### Trecho do texto
____________
Reportagens

Para mudar a cara de Mato Grosso

Estado estende prazo para melhorar sua Política de Mudanças Climáticas. Em 2 meses, única contribuição veio do próprio governo.

Andreia Fanzeres ·
2 de fevereiro de 2010 · 14 anos atrás

De dezembro de 2009 a 31 de janeiro de 2010, a Secretaria de Meio Ambiente de Mato Grosso (Sema) publicou em seu site a minuta do projeto de lei que institui a Política Estadual de Mudanças Climáticas. Esperava ter contribuições da sociedade para aprimorar o documento e então encaminhá-lo à Assembléia Legislativa. Em dois meses, recebeu apenas uma sugestão, vinda da Secretaria de Indústria, Comércio, Minas e Energia (Sicme).

O desinteresse pode não ter sido, entretanto, só da população. No último dia útil para consulta, sexta-feira passada (29/01), os telefones da secretaria de meio ambiente colocados à disposição simplesmente não funcionavam. Uma recepcionista da secretaria explicou que as linhas estavam ruins. Mas, de acordo com a coordenadoria de mudanças climáticas da Sema, ainda há tempo. É possível enviar contribuições, que serão apreciadas pelo Fórum Estadual de Mudanças Climáticas numa reunião em fevereiro que ainda será marcada. A entidade deverá também decidir se promoverá reuniões públicas para discussão da minuta.

O documento, de 22 páginas, abarca compromissos do estado, de empresas e da sociedade civil para que as emissões de gases de efeito estufa sejam reduzidas, com substituição de práticas mais saudáveis em todas as áreas. Mas não apresenta metas nem prazos para a realização dessas medidas. Isso, de acordo com André Ferretti, coordenador do Observatório do Clima, faz parte de uma estratégia. “A idéia é armar esse esqueleto e deixar esses números em aberto por enquanto, para aumentarem as chances de o projeto de lei ser aprovado nas câmaras legislativas sem muitas resistências. Aí, num segundo momento, trabalhar com a sociedade sobre a regulamentação dos detalhes na lei e definir melhor esses compromisos”, explica.
____________
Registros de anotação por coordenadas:
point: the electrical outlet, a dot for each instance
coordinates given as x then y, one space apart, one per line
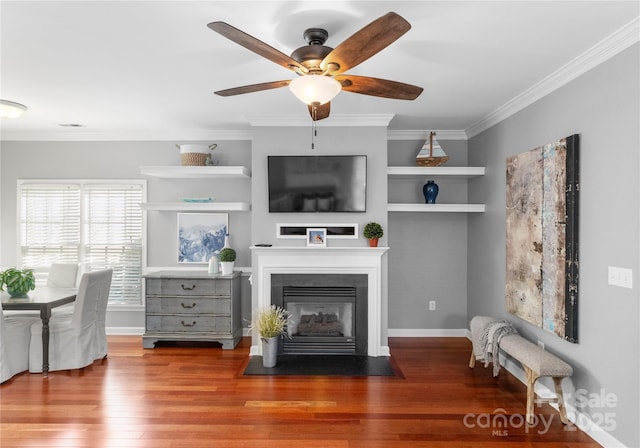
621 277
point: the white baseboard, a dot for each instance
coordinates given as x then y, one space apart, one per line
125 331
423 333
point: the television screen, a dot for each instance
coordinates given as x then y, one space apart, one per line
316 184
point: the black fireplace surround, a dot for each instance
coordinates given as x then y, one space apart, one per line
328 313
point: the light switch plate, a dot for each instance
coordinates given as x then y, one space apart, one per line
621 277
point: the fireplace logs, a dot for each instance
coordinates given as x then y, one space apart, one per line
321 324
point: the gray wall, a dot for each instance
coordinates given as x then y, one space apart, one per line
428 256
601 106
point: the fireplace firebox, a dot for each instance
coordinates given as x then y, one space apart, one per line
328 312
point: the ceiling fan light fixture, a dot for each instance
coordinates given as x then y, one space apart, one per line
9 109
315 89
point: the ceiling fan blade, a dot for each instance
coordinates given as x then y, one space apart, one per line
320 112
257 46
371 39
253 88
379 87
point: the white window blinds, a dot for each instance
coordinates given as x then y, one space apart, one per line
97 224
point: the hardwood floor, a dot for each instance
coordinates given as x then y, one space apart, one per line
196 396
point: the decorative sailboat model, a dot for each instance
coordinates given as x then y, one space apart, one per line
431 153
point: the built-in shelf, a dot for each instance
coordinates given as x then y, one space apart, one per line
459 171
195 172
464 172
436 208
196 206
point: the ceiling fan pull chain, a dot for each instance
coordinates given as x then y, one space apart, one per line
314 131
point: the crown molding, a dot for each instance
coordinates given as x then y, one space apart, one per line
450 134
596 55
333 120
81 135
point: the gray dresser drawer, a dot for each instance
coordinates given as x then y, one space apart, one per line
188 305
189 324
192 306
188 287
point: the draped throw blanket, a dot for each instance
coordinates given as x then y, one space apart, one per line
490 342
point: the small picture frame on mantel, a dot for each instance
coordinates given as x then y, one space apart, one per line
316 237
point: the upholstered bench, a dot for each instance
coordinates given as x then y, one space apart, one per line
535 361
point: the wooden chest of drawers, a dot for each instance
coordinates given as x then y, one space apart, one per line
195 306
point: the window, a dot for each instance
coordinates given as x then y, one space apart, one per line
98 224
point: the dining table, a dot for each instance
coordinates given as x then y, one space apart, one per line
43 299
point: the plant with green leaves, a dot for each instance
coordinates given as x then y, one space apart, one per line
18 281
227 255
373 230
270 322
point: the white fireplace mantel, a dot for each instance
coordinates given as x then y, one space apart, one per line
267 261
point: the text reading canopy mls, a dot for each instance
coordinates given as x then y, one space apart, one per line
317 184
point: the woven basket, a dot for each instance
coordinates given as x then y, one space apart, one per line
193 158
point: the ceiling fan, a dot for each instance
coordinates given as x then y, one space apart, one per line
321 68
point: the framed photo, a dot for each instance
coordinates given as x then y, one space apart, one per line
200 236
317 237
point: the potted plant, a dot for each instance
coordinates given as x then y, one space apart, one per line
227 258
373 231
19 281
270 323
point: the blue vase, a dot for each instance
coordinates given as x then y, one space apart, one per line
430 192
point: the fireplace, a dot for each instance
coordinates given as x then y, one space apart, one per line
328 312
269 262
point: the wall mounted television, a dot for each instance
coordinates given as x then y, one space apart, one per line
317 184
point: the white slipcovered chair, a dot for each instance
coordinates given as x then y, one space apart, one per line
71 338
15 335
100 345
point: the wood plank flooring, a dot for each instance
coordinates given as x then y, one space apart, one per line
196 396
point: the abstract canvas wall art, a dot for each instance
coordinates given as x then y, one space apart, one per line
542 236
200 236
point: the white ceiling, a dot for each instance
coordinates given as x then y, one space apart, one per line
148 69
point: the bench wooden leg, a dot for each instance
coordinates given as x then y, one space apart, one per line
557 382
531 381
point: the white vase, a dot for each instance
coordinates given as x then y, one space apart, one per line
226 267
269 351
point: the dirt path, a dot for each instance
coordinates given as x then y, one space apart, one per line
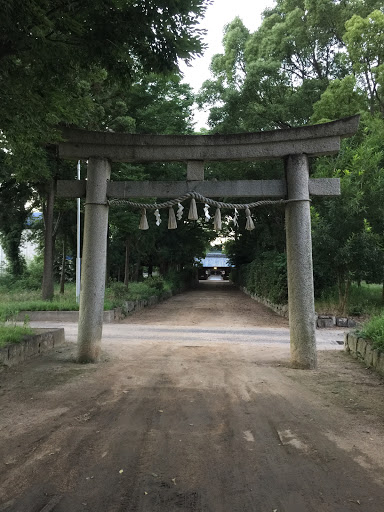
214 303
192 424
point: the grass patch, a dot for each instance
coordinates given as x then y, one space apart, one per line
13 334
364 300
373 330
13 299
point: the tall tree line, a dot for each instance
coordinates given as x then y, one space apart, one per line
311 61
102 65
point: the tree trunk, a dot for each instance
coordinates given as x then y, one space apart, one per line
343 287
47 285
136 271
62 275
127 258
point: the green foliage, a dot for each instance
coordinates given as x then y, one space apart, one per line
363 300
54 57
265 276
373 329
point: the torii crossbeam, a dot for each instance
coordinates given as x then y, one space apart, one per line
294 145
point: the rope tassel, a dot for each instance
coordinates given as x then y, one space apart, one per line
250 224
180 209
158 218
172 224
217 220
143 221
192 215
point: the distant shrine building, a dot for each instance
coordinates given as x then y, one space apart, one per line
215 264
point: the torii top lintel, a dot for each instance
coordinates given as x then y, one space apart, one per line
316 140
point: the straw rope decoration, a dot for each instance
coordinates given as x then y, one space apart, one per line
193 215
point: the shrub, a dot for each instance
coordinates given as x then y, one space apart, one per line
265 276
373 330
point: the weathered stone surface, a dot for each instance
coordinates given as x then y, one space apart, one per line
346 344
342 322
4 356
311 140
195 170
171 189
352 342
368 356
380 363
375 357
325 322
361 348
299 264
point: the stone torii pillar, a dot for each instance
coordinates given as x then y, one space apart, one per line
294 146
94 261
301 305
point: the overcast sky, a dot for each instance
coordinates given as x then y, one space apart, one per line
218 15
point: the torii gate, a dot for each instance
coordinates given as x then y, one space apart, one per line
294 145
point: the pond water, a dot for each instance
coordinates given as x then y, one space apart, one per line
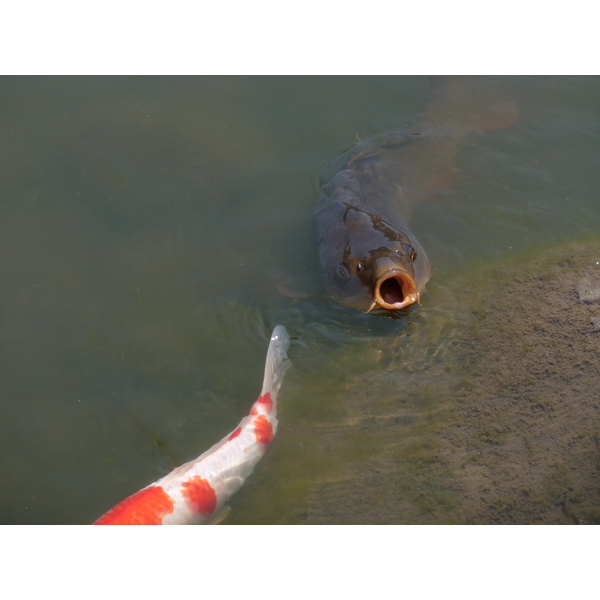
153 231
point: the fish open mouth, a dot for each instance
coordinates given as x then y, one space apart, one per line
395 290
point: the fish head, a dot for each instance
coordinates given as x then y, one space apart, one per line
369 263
____________
### Tarefas a fazer
1 – Segundo a reportagem, de qual secretaria veio a única sugestão recebida pela Sema?
2 – Por favor, extraia da reportagem o trecho que vai de "Para mudar a" a "e Energia (Sicme).", incluindo ambos.

### Respostas dadas
1 – Da Secretaria de Indústria, Comércio, Minas e Energia (Sicme).

2 –
Para mudar a cara de Mato Grosso

Estado estende prazo para melhorar sua Política de Mudanças Climáticas. Em 2 meses, única contribuição veio do próprio governo.

Andreia Fanzeres ·
2 de fevereiro de 2010 · 14 anos atrás

De dezembro de 2009 a 31 de janeiro de 2010, a Secretaria de Meio Ambiente de Mato Grosso (Sema) publicou em seu site a minuta do projeto de lei que institui a Política Estadual de Mudanças Climáticas. Esperava ter contribuições da sociedade para aprimorar o documento e então encaminhá-lo à Assembléia Legislativa. Em dois meses, recebeu apenas uma sugestão, vinda da Secretaria de Indústria, Comércio, Minas e Energia (Sicme).